Identify every line in the items below that contains the word "white", and copy each such line in full. Case counts.

* Begin *

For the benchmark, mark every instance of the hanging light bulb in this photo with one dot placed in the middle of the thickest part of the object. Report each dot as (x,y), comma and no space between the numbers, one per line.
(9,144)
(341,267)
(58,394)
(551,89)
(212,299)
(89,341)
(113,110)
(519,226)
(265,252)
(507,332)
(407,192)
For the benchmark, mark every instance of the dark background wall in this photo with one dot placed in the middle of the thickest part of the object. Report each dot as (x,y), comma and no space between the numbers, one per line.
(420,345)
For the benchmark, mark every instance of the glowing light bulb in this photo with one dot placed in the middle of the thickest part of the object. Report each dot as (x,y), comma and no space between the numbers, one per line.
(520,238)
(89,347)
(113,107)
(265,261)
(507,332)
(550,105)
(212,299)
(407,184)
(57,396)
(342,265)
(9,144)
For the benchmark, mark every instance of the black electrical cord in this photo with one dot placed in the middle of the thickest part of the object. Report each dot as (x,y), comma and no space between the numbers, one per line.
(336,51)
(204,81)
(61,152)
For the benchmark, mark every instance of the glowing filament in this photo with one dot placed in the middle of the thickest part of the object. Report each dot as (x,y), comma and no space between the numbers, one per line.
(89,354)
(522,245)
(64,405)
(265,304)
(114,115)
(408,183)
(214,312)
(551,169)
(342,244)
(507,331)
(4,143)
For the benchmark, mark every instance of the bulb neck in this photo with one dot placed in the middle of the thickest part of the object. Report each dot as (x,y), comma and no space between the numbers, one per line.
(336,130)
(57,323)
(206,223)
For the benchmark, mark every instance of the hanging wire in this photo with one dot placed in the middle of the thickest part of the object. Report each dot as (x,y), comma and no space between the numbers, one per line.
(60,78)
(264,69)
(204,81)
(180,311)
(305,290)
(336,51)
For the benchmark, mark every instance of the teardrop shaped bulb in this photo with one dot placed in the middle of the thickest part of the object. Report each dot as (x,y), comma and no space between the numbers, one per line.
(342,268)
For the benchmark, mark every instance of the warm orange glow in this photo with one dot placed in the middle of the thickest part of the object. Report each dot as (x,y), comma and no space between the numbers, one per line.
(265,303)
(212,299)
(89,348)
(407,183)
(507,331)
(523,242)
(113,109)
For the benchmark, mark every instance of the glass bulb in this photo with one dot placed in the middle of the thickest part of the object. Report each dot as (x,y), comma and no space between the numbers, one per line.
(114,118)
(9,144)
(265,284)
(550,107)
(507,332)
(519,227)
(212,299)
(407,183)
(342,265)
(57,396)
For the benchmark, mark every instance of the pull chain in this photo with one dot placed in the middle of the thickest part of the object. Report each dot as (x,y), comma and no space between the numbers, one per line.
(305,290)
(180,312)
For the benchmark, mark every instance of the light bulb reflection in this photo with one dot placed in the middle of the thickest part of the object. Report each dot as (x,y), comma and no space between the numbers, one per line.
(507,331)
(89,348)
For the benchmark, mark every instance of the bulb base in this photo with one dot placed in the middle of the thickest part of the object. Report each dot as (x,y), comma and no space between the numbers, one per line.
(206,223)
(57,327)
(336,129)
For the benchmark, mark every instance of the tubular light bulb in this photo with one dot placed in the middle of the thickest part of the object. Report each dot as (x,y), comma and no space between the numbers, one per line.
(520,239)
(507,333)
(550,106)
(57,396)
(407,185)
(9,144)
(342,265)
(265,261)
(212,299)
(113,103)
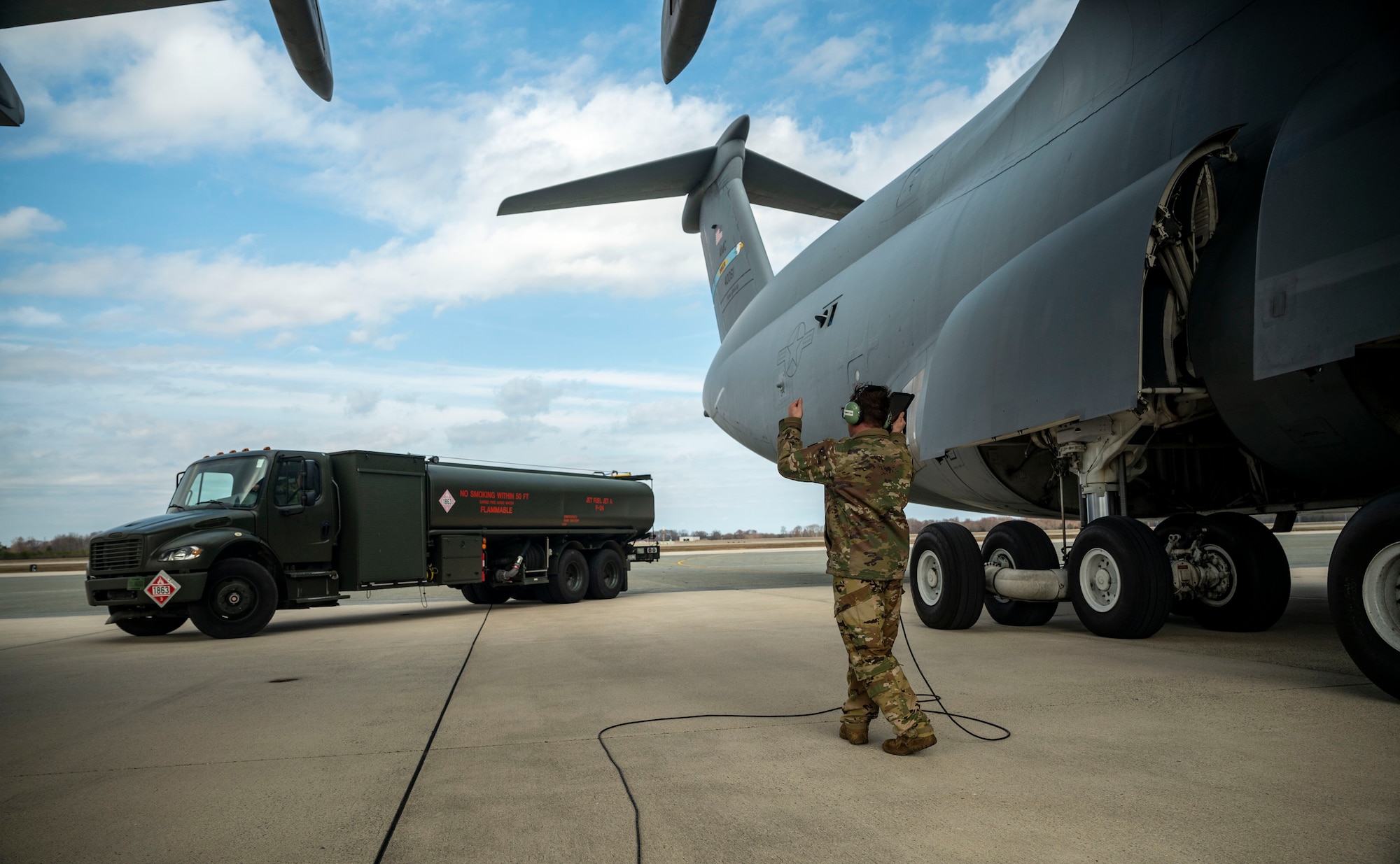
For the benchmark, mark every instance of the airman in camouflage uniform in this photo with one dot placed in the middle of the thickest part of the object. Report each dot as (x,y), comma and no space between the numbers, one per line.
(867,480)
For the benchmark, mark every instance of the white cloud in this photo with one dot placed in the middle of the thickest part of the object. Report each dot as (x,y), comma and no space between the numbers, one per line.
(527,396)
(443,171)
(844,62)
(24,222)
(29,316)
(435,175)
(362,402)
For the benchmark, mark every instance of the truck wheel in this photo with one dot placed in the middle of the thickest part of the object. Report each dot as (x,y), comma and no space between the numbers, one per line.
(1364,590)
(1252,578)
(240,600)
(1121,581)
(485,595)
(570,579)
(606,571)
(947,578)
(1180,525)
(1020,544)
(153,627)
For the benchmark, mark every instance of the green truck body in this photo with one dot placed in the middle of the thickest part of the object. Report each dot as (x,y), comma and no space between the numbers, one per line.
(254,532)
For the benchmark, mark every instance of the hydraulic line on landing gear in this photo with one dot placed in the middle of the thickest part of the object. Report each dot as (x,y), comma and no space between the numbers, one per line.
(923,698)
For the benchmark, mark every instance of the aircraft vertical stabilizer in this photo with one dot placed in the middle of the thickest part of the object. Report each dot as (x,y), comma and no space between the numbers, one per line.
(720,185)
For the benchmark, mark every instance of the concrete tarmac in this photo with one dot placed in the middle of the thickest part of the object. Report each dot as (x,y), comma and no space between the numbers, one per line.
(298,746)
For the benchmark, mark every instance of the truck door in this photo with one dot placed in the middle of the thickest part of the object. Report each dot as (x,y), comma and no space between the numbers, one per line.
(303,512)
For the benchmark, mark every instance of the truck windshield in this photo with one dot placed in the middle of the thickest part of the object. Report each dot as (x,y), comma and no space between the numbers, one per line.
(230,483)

* End *
* Begin *

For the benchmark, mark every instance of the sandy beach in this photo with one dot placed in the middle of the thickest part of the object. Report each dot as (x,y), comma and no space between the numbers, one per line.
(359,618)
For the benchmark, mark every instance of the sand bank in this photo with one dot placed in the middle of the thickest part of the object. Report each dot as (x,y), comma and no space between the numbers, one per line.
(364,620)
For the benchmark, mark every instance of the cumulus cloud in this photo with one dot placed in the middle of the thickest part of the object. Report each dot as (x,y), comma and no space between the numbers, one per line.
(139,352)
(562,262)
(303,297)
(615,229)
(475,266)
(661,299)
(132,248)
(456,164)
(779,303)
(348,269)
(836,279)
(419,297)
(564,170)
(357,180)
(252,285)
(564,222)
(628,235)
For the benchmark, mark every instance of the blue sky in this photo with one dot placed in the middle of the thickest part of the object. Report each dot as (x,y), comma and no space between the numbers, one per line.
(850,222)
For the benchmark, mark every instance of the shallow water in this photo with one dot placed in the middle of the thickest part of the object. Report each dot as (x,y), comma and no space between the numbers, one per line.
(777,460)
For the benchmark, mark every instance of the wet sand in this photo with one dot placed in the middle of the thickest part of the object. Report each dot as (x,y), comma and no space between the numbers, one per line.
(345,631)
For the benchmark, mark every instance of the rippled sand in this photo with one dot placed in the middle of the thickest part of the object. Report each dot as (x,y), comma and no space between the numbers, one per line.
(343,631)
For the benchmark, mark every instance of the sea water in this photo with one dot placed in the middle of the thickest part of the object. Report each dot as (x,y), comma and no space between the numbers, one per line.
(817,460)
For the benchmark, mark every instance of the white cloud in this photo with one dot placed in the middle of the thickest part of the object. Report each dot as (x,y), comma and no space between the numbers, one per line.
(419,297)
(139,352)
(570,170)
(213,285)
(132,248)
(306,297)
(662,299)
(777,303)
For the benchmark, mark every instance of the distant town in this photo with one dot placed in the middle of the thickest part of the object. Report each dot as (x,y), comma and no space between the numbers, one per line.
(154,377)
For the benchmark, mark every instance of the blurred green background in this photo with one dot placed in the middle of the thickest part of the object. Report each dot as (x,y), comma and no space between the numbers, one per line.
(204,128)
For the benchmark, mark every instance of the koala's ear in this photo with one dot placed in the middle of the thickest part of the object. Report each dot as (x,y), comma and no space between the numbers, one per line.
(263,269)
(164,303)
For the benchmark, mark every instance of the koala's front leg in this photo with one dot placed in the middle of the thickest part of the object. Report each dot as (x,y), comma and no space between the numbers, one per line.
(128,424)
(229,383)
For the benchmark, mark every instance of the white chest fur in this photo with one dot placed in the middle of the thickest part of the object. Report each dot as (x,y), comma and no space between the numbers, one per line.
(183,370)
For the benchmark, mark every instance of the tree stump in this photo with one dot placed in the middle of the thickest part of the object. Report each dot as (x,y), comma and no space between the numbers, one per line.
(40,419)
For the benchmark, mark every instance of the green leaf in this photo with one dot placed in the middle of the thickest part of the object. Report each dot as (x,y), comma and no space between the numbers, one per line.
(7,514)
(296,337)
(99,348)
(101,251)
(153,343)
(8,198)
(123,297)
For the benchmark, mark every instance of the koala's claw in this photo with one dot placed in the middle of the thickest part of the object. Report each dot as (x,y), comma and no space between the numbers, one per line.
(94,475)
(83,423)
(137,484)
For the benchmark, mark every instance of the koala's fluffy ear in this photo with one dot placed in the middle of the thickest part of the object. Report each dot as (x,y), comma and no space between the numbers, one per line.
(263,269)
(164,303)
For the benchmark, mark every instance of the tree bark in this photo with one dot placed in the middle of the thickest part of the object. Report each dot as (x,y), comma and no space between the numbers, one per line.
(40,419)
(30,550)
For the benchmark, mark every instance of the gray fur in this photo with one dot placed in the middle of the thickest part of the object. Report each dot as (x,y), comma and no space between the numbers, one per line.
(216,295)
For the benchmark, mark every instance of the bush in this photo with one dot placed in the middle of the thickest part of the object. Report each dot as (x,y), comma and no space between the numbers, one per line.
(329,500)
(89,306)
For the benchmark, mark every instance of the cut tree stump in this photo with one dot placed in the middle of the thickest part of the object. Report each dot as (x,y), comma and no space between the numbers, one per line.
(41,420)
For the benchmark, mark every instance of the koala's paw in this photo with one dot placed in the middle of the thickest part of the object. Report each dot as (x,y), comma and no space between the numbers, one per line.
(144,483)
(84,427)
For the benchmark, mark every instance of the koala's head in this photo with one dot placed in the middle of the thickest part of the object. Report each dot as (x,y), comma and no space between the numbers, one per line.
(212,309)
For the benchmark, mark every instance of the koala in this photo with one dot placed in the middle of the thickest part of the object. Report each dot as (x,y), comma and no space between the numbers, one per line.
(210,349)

* End *
* Begin *

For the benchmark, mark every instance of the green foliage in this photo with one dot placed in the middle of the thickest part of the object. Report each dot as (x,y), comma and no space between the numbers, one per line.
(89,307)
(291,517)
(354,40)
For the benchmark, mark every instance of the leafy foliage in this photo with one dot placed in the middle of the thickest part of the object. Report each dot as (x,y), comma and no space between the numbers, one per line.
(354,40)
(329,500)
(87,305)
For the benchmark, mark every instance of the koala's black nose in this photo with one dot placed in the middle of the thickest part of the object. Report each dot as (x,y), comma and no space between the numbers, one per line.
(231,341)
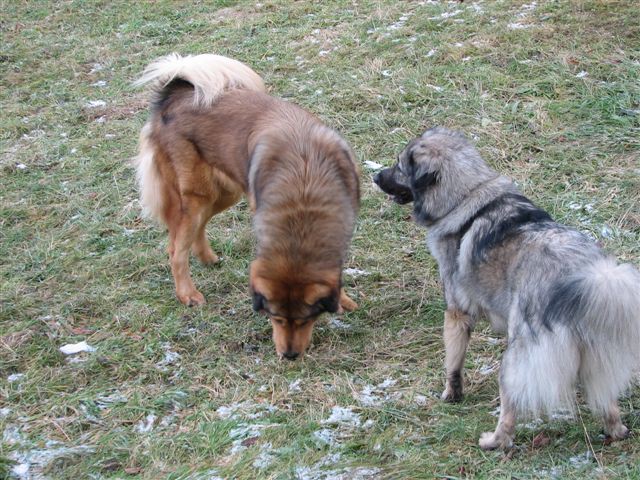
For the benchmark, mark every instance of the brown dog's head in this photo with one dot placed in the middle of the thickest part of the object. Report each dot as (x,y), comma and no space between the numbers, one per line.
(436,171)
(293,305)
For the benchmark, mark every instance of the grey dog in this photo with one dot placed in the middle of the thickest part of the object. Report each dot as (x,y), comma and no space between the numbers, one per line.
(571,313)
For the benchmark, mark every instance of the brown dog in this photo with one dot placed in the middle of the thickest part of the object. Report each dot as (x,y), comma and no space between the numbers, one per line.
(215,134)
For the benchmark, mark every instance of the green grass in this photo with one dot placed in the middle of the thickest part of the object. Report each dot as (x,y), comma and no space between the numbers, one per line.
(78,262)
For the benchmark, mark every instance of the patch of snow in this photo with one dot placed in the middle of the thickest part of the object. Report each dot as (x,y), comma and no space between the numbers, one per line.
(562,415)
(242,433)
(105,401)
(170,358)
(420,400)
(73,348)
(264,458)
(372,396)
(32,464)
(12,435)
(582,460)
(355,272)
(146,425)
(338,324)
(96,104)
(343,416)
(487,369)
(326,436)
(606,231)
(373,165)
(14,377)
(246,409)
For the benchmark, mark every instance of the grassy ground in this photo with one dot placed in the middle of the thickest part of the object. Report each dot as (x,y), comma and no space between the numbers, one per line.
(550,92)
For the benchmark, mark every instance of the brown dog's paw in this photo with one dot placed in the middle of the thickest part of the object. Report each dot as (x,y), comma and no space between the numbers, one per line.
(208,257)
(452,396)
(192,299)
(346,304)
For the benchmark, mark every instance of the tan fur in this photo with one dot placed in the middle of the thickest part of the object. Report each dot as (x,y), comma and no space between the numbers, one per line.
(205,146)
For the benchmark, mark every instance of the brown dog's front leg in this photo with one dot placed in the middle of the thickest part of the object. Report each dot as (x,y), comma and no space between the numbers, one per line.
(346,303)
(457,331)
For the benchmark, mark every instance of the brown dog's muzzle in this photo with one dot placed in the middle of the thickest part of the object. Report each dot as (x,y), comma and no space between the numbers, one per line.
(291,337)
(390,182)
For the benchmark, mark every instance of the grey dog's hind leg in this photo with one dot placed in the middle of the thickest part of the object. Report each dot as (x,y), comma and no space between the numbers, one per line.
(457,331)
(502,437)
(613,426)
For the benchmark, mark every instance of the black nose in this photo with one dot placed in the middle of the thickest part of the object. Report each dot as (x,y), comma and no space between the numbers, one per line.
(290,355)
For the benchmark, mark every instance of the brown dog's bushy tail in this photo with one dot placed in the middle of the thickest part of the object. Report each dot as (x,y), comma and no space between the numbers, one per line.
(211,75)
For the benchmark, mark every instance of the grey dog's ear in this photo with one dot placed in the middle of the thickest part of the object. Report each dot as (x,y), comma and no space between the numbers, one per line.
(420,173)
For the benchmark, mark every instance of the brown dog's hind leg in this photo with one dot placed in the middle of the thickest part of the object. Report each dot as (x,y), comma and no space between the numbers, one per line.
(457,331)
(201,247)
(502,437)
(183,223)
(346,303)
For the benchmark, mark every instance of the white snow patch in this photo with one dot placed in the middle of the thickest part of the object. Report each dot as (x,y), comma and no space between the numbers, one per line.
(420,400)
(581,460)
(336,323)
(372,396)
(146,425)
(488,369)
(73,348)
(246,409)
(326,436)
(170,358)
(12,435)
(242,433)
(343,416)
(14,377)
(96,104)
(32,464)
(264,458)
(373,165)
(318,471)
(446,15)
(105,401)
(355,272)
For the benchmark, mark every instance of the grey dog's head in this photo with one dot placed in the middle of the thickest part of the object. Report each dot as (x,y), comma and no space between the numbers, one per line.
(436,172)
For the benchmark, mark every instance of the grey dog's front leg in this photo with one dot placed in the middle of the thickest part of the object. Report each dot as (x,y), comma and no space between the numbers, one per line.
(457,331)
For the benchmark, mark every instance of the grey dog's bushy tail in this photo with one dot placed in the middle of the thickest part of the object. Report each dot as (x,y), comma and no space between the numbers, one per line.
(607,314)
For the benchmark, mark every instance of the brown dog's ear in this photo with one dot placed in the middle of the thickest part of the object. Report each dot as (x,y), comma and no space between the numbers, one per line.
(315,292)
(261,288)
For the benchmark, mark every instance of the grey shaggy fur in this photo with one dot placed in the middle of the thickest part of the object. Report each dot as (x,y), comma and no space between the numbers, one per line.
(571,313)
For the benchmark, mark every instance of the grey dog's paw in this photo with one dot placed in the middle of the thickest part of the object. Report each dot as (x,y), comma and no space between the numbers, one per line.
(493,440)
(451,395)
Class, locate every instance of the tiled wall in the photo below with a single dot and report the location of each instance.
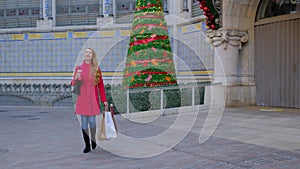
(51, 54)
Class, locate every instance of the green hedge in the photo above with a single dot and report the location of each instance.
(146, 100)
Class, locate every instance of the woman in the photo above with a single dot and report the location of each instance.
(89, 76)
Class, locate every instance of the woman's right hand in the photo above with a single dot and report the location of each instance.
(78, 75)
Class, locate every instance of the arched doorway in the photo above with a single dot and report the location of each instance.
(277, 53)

* End *

> Result:
For the benchmark, mark every instance of the white cloud in this photo with one dot placed in the middle of the thickest part of the object. Report each dot as (x,y), comma and no space between the numbers, one per line.
For the benchmark, mark every instance of the white cloud in this photo with one dot placed in the middle of the thickest part of the object. Report each dot as (x,y), comma and no space between the numbers, one per line.
For the benchmark, mark every instance of the white chest fur in this photo with one dot placed in the middle of the thickest part of the object. Report each dot as (x,y), comma and no space between the numbers, one per line.
For the benchmark, mark every instance of the white snow patch in this photo with one dot placed in the middle of the thickest part of the object. Report each dot as (x,y), comma and no space between the numbers, one per line.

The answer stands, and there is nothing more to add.